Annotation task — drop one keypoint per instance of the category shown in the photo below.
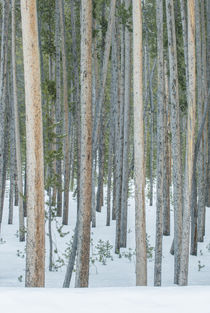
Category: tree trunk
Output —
(160, 146)
(17, 131)
(176, 146)
(84, 217)
(35, 246)
(139, 171)
(3, 87)
(66, 116)
(126, 132)
(190, 144)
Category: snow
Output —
(118, 273)
(103, 300)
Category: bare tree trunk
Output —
(190, 144)
(176, 145)
(3, 87)
(139, 170)
(35, 247)
(12, 156)
(208, 87)
(17, 131)
(166, 168)
(126, 132)
(151, 131)
(84, 217)
(160, 146)
(58, 107)
(197, 210)
(66, 116)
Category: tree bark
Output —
(190, 144)
(176, 145)
(160, 146)
(35, 246)
(139, 171)
(84, 218)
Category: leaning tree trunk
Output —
(190, 144)
(35, 247)
(175, 129)
(139, 171)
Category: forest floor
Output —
(106, 268)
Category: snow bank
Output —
(133, 299)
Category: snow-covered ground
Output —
(118, 271)
(103, 300)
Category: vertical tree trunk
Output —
(84, 217)
(66, 116)
(58, 107)
(160, 146)
(126, 132)
(200, 205)
(17, 131)
(35, 247)
(208, 86)
(12, 156)
(190, 144)
(175, 129)
(139, 172)
(151, 132)
(3, 87)
(166, 169)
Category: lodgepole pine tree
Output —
(35, 249)
(139, 171)
(84, 215)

▶ Directions
Among the lines above, which ones include the word "tree"? Copy them.

▶ Output of the exercise
Category: tree trunk
Category: bare tree trunk
Category: tree bark
Category: leaning tree trunk
Category: vertical tree trunk
Category: lodgepole pine tree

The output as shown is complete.